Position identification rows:
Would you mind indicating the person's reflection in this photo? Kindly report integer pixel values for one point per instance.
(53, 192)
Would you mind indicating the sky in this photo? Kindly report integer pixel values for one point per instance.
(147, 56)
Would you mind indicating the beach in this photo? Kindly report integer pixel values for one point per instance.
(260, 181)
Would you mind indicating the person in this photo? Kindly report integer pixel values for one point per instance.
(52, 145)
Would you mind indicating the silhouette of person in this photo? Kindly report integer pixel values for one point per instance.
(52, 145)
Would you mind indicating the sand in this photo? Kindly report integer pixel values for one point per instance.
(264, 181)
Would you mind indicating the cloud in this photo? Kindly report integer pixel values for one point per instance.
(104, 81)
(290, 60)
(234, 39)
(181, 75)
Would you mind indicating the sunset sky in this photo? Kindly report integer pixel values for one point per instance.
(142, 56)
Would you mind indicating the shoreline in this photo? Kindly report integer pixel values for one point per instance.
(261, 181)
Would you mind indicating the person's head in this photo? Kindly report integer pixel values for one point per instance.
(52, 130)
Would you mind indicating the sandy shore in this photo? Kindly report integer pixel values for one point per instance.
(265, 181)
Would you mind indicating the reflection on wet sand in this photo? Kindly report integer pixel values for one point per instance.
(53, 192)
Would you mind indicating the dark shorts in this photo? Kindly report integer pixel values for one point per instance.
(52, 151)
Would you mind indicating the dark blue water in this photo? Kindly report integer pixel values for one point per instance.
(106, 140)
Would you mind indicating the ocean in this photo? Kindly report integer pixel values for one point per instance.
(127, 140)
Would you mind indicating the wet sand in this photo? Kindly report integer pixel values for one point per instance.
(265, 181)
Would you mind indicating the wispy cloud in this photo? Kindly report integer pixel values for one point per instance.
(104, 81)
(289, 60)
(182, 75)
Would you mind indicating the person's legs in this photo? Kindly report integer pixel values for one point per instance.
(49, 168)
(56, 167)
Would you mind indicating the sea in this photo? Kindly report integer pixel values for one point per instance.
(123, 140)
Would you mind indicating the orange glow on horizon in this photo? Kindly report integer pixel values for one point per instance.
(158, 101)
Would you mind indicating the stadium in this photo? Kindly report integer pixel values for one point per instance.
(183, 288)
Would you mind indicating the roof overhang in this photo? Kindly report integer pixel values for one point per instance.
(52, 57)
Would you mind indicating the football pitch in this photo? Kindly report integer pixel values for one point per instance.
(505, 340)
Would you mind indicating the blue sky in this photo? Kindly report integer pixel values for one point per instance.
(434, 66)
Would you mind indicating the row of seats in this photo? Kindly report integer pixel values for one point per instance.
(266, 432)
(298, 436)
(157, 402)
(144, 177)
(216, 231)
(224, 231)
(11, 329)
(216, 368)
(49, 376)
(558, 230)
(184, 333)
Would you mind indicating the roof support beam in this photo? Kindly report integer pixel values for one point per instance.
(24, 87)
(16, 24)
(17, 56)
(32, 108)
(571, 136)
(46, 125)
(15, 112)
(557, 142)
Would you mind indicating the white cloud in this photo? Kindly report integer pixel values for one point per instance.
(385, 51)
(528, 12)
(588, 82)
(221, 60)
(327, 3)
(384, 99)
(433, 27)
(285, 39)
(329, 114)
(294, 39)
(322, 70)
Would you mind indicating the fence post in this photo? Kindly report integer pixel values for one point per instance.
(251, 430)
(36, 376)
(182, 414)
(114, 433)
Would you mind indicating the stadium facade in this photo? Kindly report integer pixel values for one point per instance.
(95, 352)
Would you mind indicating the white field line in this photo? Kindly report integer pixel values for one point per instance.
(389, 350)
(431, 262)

PROBLEM DESCRIPTION -> Copy everything from the row containing "Would you mind indicating the white cloud" down to the last row, with the text left unchanged and each point coordinate multiplied by 2.45 and rounded to the nearest whole number, halves rounded up.

EXPECTED ANSWER ->
Would you mind indicating the white cloud in this photo? Kindly report integer pixel values for one point per instance.
(943, 125)
(1294, 29)
(1441, 201)
(541, 147)
(801, 7)
(941, 243)
(1061, 66)
(698, 96)
(806, 279)
(720, 96)
(789, 172)
Would you mind indicating the fence post in this photo? Kindly report integer pixel values for one point per instance.
(615, 1054)
(88, 921)
(446, 1014)
(279, 1061)
Would you mind indicating the stadium facade in this photo? Kindly report integer pixel values for one point per instance.
(233, 862)
Would you mind indicating the white field line in this photo? Kindly report integer pixel values for one point per instance.
(953, 858)
(1056, 642)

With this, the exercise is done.